■ TASK
Where "outline" appears in a line of the entries below, that line should be copied.

━━━ PROVIDED MATERIAL

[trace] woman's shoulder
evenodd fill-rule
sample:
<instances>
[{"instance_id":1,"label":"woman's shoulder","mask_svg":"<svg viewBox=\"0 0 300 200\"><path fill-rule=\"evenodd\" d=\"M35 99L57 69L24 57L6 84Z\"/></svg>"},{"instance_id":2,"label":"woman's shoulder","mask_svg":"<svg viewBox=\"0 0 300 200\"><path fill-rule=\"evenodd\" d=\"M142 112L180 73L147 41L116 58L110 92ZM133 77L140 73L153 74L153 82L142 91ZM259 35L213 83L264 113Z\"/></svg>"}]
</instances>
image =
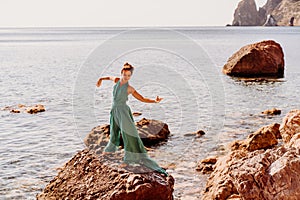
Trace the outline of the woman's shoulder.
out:
<instances>
[{"instance_id":1,"label":"woman's shoulder","mask_svg":"<svg viewBox=\"0 0 300 200\"><path fill-rule=\"evenodd\" d=\"M128 88L127 88L127 90L128 90L128 93L129 93L129 94L133 94L133 93L134 93L134 91L135 91L134 87L132 87L132 86L131 86L131 85L129 85L129 84L128 84Z\"/></svg>"},{"instance_id":2,"label":"woman's shoulder","mask_svg":"<svg viewBox=\"0 0 300 200\"><path fill-rule=\"evenodd\" d=\"M120 78L117 76L114 76L114 77L112 77L112 80L114 81L114 83L117 83L120 80Z\"/></svg>"}]
</instances>

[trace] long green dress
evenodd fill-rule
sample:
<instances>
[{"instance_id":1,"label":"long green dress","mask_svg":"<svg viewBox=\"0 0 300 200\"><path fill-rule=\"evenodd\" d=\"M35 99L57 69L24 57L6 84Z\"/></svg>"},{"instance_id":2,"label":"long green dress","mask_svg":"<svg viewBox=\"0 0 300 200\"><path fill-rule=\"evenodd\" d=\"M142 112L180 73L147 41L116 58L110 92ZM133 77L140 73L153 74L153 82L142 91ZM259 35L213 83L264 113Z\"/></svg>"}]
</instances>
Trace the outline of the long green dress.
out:
<instances>
[{"instance_id":1,"label":"long green dress","mask_svg":"<svg viewBox=\"0 0 300 200\"><path fill-rule=\"evenodd\" d=\"M124 162L127 164L142 164L149 169L168 176L167 172L152 160L144 147L135 127L128 100L128 82L120 86L120 80L114 85L113 105L110 111L110 140L105 152L115 152L120 144L120 133L124 142Z\"/></svg>"}]
</instances>

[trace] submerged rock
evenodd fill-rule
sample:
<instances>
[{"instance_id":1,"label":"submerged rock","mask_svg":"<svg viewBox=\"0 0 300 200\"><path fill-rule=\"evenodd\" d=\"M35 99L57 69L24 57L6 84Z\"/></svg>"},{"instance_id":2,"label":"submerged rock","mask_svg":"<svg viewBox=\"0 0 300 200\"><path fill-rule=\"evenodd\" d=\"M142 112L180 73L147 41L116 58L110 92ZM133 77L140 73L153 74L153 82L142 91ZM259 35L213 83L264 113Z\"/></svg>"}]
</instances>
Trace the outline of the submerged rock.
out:
<instances>
[{"instance_id":1,"label":"submerged rock","mask_svg":"<svg viewBox=\"0 0 300 200\"><path fill-rule=\"evenodd\" d=\"M84 139L90 149L99 150L109 141L109 125L101 125L92 129ZM151 146L165 141L170 135L168 125L158 120L143 118L136 123L136 128L145 146ZM121 143L123 145L122 136Z\"/></svg>"},{"instance_id":2,"label":"submerged rock","mask_svg":"<svg viewBox=\"0 0 300 200\"><path fill-rule=\"evenodd\" d=\"M44 112L45 106L42 104L37 104L35 106L29 106L26 108L26 112L30 114L38 113L38 112Z\"/></svg>"},{"instance_id":3,"label":"submerged rock","mask_svg":"<svg viewBox=\"0 0 300 200\"><path fill-rule=\"evenodd\" d=\"M247 147L251 143L244 142L244 148L233 149L227 155L219 157L202 199L299 199L299 122L300 110L293 110L287 114L280 126L280 133L285 142L281 146L274 146L275 142L265 141L272 144L268 145L270 149L249 149ZM278 129L278 125L270 126ZM263 127L259 132L264 132L265 136L274 134L270 126ZM254 137L249 136L248 139L250 138ZM268 140L268 137L264 140ZM271 140L275 141L273 136Z\"/></svg>"},{"instance_id":4,"label":"submerged rock","mask_svg":"<svg viewBox=\"0 0 300 200\"><path fill-rule=\"evenodd\" d=\"M116 154L115 154L116 155ZM114 159L78 152L37 199L171 200L174 178L143 166L120 168Z\"/></svg>"},{"instance_id":5,"label":"submerged rock","mask_svg":"<svg viewBox=\"0 0 300 200\"><path fill-rule=\"evenodd\" d=\"M273 40L242 47L223 67L223 73L236 77L277 77L284 75L284 55Z\"/></svg>"},{"instance_id":6,"label":"submerged rock","mask_svg":"<svg viewBox=\"0 0 300 200\"><path fill-rule=\"evenodd\" d=\"M187 137L190 137L190 136L193 136L193 137L201 137L205 135L205 132L203 130L198 130L196 132L192 132L192 133L186 133L184 134L184 136L187 136Z\"/></svg>"},{"instance_id":7,"label":"submerged rock","mask_svg":"<svg viewBox=\"0 0 300 200\"><path fill-rule=\"evenodd\" d=\"M9 110L11 113L21 113L26 112L29 114L36 114L38 112L45 112L45 106L42 104L36 104L34 106L26 106L24 104L18 104L17 108L15 106L6 106L1 110Z\"/></svg>"}]
</instances>

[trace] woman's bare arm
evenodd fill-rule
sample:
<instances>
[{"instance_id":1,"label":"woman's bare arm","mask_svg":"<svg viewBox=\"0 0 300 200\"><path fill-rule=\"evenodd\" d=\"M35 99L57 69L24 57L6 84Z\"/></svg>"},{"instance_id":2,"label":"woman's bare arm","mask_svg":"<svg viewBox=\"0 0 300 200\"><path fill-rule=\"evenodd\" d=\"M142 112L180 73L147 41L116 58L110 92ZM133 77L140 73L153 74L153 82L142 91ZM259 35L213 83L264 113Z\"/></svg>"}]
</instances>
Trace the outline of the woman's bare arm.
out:
<instances>
[{"instance_id":1,"label":"woman's bare arm","mask_svg":"<svg viewBox=\"0 0 300 200\"><path fill-rule=\"evenodd\" d=\"M99 78L99 80L97 81L96 83L96 86L97 87L100 87L101 86L101 83L103 80L110 80L110 81L113 81L113 82L118 82L120 78L119 77L116 77L116 76L106 76L106 77L101 77Z\"/></svg>"},{"instance_id":2,"label":"woman's bare arm","mask_svg":"<svg viewBox=\"0 0 300 200\"><path fill-rule=\"evenodd\" d=\"M140 93L138 93L133 87L130 86L129 93L132 94L137 100L144 102L144 103L159 103L163 98L160 98L159 96L156 96L156 99L149 99L143 97Z\"/></svg>"}]
</instances>

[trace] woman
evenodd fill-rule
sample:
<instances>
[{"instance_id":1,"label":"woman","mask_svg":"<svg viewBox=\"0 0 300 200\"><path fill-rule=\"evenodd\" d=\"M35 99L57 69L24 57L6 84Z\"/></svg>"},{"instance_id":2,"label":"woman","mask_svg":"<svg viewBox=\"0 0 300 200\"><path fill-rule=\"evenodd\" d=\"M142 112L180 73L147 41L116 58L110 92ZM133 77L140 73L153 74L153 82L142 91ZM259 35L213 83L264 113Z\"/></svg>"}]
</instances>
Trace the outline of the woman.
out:
<instances>
[{"instance_id":1,"label":"woman","mask_svg":"<svg viewBox=\"0 0 300 200\"><path fill-rule=\"evenodd\" d=\"M125 63L121 70L121 78L102 77L96 84L97 87L100 87L102 80L111 80L116 83L113 88L113 105L110 111L110 140L103 154L109 154L117 150L120 144L121 133L125 149L124 165L130 163L143 164L150 169L168 176L167 172L148 156L135 127L131 109L126 104L129 94L132 94L136 99L145 103L159 103L162 98L158 96L155 100L145 98L129 85L128 81L132 76L133 69L133 66Z\"/></svg>"}]
</instances>

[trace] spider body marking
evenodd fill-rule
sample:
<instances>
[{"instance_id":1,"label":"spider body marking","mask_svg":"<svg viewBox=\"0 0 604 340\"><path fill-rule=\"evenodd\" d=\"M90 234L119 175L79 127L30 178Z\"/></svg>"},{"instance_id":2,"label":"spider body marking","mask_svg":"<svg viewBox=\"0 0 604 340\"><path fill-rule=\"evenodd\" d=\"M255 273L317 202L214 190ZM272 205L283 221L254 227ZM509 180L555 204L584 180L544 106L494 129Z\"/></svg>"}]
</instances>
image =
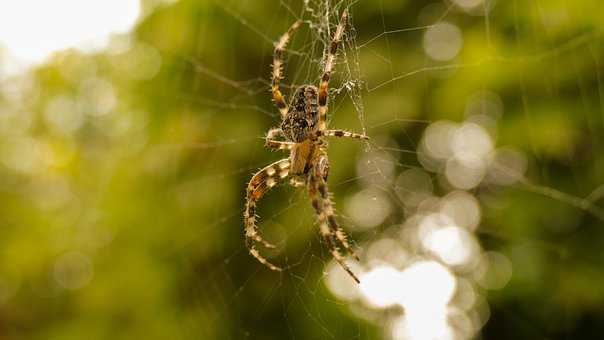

━━━━━━

■ TASK ANSWER
Trace the outline of the woman's shoulder.
Trace the outline of the long green dress.
Trace the outline of the submerged rock.
Trace the outline of the woman's bare arm.
Trace the outline of the woman.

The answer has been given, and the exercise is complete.